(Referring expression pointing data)

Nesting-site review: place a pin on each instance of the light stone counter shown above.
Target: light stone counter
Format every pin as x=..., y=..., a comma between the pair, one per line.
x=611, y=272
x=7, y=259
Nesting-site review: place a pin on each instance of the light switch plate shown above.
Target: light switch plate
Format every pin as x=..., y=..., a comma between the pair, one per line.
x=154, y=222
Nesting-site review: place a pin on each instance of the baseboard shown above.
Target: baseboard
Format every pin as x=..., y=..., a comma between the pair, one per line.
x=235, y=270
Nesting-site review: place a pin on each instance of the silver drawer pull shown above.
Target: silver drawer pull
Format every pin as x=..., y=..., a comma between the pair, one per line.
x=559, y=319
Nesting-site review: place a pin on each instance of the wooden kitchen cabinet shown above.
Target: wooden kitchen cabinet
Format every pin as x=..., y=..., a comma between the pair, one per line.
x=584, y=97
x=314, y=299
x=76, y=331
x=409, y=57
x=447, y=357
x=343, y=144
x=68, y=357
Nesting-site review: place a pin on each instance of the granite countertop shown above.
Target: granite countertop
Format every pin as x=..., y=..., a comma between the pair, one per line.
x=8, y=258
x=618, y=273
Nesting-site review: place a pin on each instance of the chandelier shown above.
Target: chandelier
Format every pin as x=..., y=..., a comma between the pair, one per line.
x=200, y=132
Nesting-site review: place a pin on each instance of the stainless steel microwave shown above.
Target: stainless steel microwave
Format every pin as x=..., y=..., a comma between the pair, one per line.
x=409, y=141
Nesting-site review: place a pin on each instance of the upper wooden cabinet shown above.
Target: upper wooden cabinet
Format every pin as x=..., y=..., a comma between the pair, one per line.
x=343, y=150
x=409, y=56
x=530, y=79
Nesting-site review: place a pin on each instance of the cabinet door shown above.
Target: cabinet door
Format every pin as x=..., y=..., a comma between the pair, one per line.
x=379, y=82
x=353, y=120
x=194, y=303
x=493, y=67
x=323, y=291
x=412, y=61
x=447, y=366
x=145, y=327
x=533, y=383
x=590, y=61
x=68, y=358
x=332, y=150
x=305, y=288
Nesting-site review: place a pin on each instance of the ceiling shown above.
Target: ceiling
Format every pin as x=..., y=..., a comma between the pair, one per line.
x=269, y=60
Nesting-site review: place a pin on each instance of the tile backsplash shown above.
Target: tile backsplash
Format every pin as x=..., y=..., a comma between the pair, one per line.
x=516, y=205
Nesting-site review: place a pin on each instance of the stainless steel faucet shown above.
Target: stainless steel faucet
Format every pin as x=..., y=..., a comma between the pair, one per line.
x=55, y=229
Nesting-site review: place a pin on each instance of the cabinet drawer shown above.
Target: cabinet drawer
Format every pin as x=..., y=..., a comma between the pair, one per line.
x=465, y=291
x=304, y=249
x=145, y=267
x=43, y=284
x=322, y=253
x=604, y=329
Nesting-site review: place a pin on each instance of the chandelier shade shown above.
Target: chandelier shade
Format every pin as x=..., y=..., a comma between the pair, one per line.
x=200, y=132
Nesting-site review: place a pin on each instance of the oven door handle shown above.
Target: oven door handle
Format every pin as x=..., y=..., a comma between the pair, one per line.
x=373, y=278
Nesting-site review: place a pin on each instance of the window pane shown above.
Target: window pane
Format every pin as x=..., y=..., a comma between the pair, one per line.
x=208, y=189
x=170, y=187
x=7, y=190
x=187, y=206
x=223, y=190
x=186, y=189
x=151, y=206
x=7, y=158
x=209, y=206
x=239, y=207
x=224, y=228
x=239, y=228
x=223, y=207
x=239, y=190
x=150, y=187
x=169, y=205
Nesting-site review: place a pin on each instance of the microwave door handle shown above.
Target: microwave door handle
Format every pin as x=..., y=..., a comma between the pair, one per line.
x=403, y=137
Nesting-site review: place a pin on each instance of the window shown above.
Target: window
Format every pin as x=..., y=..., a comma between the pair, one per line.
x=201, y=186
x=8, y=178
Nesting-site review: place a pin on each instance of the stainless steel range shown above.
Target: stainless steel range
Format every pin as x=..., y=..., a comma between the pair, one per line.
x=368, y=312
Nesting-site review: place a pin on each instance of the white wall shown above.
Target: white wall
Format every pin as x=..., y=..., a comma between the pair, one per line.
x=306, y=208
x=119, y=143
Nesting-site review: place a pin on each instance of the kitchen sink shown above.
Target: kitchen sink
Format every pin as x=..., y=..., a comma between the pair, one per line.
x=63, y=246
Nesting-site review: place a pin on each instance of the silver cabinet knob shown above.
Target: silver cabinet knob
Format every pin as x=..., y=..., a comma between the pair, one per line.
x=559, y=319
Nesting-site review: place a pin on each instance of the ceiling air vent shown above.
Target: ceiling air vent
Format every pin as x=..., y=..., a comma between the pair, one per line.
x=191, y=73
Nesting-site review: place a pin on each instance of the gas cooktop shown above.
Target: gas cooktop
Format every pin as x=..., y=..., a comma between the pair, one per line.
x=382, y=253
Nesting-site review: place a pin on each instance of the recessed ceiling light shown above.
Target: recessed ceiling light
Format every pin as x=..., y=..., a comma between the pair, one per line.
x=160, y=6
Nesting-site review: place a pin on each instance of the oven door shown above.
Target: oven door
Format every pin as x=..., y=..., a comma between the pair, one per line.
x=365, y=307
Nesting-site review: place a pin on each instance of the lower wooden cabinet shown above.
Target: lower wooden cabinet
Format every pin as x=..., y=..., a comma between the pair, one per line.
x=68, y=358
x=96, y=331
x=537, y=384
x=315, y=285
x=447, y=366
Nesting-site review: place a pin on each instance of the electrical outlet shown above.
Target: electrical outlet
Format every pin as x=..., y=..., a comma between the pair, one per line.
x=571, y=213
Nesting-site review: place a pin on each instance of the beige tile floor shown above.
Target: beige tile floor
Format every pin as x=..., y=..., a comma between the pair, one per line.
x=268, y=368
---
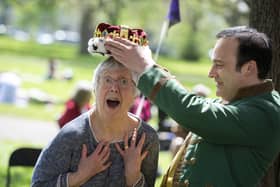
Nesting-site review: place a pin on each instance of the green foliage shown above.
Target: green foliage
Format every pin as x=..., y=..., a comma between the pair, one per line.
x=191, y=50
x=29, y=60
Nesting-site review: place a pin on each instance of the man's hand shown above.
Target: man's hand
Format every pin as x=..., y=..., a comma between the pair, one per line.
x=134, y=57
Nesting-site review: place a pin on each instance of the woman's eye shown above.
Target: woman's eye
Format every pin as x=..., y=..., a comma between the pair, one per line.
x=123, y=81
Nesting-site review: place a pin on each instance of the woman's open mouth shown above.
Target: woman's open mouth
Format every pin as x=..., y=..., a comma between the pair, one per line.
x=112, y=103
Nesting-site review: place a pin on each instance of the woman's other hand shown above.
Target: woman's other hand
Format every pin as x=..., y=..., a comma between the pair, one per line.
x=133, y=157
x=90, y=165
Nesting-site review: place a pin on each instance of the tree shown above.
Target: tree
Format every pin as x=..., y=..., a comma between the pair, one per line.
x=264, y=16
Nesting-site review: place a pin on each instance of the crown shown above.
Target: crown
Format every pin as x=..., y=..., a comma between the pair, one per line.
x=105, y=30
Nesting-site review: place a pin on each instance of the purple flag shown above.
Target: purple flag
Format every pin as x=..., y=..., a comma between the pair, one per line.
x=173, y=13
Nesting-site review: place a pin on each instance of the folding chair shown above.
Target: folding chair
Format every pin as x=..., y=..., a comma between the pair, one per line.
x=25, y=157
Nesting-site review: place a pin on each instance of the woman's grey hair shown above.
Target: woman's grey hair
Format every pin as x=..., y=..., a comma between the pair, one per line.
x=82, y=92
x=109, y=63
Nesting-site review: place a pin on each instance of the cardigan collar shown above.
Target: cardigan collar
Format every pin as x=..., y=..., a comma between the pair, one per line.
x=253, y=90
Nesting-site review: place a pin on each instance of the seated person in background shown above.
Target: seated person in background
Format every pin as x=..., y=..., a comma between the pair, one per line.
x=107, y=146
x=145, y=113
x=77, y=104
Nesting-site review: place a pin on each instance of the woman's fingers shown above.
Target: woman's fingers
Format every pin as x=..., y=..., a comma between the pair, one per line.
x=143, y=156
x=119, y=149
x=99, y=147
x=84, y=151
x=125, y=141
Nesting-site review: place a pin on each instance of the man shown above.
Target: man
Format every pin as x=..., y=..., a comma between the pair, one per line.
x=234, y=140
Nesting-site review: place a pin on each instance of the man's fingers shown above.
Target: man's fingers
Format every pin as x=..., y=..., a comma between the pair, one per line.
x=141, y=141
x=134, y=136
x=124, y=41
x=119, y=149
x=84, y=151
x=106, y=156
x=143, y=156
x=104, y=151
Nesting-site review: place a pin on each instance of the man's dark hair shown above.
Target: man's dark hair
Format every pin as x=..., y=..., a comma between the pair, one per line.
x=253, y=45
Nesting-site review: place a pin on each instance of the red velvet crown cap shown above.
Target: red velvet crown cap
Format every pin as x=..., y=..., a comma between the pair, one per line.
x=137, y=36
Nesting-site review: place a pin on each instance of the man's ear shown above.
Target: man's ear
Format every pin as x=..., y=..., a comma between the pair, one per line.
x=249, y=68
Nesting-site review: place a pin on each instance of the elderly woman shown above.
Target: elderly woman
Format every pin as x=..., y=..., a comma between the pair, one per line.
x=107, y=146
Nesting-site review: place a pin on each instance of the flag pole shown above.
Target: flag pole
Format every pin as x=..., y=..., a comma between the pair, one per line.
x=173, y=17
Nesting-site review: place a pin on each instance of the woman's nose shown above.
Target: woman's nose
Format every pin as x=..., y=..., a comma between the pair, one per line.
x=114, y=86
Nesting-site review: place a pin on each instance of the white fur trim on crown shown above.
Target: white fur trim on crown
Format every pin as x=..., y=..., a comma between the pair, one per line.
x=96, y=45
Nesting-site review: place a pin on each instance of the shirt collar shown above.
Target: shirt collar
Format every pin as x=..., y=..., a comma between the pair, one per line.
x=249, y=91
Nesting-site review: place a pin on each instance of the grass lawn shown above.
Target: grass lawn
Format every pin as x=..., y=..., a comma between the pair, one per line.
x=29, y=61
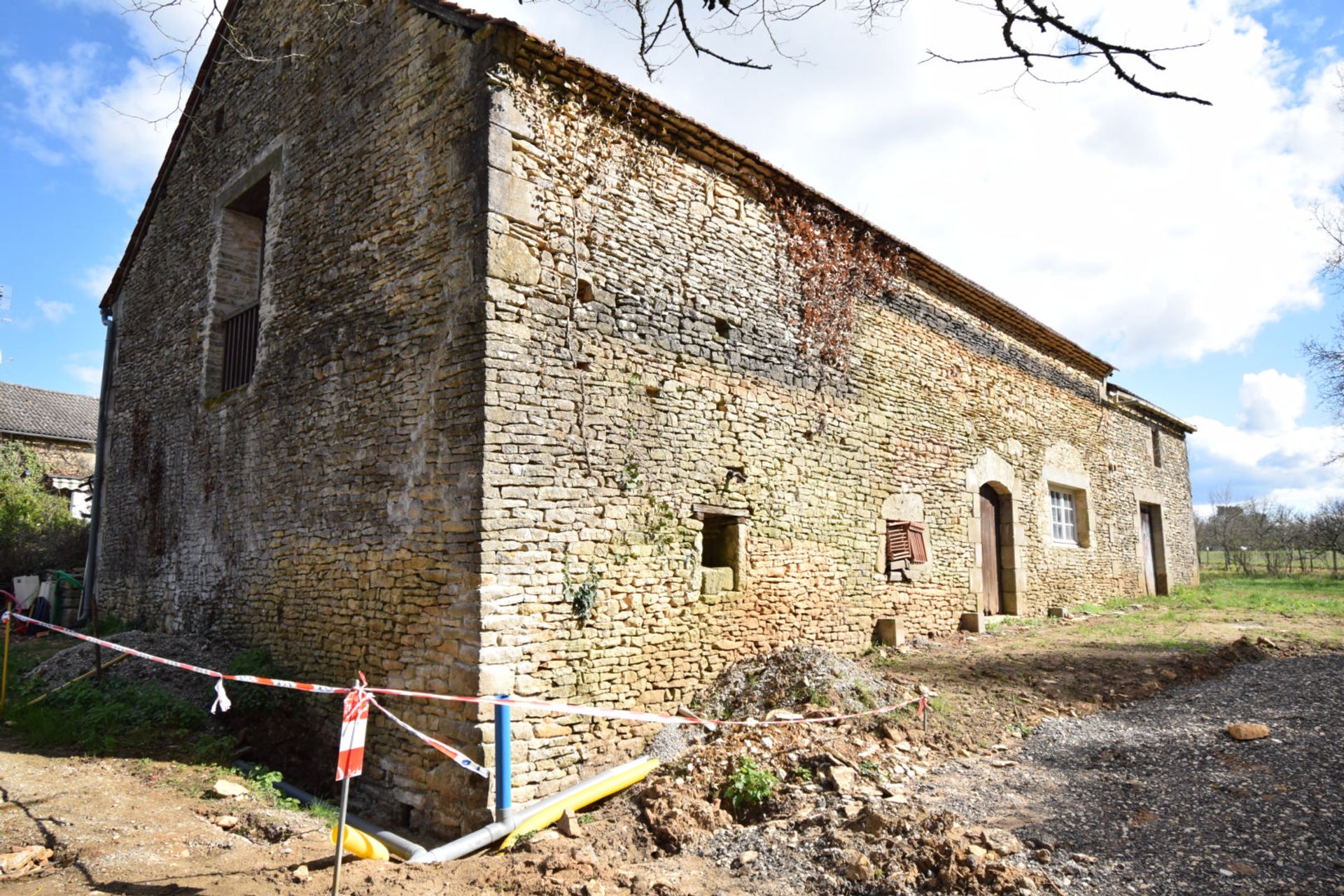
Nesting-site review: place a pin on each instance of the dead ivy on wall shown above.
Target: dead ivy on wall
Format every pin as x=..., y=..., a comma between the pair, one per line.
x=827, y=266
...
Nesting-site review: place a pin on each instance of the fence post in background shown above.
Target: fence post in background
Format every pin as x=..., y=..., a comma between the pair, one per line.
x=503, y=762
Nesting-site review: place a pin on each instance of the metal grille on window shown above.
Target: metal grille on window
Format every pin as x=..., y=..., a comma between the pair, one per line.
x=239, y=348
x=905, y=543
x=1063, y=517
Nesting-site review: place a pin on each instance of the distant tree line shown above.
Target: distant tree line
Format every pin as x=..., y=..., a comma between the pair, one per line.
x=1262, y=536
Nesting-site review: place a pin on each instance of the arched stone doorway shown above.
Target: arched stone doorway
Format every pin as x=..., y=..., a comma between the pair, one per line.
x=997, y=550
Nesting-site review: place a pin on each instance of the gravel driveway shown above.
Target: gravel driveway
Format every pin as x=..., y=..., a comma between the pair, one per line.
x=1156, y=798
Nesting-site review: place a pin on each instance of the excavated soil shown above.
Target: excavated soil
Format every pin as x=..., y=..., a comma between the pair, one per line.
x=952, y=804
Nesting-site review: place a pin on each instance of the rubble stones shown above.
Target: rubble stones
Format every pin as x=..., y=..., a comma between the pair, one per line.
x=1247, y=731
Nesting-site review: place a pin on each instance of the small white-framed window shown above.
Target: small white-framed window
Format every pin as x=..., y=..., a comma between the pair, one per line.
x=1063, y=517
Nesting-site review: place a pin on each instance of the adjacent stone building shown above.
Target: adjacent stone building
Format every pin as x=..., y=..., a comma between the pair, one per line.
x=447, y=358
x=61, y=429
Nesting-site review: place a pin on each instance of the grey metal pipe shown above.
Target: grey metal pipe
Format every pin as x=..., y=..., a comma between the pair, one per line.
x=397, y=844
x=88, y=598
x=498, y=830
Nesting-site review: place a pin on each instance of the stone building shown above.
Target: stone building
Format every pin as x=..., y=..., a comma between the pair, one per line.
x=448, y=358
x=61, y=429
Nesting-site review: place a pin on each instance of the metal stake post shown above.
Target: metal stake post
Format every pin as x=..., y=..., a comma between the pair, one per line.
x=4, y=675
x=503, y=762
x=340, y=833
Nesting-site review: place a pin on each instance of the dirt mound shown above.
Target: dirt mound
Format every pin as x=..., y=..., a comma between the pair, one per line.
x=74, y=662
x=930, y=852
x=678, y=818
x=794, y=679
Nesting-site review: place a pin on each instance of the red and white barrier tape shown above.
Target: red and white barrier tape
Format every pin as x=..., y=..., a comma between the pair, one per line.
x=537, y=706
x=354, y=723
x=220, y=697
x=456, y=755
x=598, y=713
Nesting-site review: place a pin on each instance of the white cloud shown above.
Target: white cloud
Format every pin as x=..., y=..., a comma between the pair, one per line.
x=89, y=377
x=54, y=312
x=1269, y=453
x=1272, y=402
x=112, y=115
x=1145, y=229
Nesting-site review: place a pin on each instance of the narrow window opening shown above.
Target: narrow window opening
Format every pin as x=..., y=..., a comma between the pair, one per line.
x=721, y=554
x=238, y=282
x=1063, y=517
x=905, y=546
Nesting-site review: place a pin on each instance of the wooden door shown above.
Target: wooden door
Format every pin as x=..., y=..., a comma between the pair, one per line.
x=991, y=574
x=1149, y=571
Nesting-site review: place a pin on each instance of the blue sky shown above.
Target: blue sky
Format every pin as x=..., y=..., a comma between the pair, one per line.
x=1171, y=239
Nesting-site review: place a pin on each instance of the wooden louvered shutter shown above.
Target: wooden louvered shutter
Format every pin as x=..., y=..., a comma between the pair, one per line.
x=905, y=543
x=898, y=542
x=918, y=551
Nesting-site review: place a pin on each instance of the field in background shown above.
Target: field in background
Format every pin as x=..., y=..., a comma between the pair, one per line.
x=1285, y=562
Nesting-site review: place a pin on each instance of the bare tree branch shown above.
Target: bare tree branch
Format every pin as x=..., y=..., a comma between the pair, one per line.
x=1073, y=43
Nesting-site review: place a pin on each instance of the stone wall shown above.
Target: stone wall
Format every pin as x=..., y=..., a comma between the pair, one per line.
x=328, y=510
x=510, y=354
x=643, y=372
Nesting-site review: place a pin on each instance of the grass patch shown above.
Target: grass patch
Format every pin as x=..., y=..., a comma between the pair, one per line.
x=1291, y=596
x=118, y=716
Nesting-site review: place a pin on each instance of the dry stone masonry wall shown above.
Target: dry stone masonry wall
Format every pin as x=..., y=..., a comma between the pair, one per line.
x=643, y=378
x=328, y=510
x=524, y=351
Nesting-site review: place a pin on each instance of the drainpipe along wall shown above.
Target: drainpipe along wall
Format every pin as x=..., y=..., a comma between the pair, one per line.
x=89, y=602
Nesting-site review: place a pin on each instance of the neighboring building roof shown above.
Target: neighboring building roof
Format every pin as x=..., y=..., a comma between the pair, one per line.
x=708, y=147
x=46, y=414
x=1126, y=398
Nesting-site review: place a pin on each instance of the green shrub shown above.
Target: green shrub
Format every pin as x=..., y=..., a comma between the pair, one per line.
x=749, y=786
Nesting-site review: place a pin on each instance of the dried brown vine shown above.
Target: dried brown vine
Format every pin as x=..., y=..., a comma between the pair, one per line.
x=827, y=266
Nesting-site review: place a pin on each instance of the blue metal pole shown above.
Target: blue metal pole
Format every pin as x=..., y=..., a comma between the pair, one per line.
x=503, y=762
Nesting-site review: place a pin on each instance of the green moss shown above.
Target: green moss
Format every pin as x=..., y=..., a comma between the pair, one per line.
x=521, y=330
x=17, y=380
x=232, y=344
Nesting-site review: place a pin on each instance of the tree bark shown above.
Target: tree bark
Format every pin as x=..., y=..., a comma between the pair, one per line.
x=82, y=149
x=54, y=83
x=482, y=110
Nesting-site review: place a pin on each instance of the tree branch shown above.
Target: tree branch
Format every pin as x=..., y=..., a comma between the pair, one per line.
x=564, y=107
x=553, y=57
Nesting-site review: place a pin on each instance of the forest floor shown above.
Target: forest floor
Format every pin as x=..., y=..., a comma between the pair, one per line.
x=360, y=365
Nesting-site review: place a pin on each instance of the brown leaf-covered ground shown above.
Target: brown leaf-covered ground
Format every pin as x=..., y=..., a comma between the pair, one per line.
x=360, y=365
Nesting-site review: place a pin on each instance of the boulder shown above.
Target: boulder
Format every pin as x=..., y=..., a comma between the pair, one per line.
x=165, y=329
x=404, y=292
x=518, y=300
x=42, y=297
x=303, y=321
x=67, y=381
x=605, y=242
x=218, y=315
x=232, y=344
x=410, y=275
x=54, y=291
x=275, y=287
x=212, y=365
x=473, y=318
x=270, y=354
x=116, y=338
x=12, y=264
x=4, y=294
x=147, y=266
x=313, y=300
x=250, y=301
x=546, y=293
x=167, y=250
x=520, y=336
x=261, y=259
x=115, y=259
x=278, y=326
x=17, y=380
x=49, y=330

> _Work instructions_:
Which lines above run from the one containing "counter shown above." down to the one containing "plate shown above."? Repeat exactly those, both ends included, and nothing else.

> _Result of the exercise_:
Nesting-site review: place a pin on each instance of the light stone counter shown above.
Target: light stone counter
Format every pin as x=..., y=..., a comma between the pair, one per line.
x=611, y=272
x=7, y=259
Nesting-site review: place a pin on each instance of the light switch plate shown above.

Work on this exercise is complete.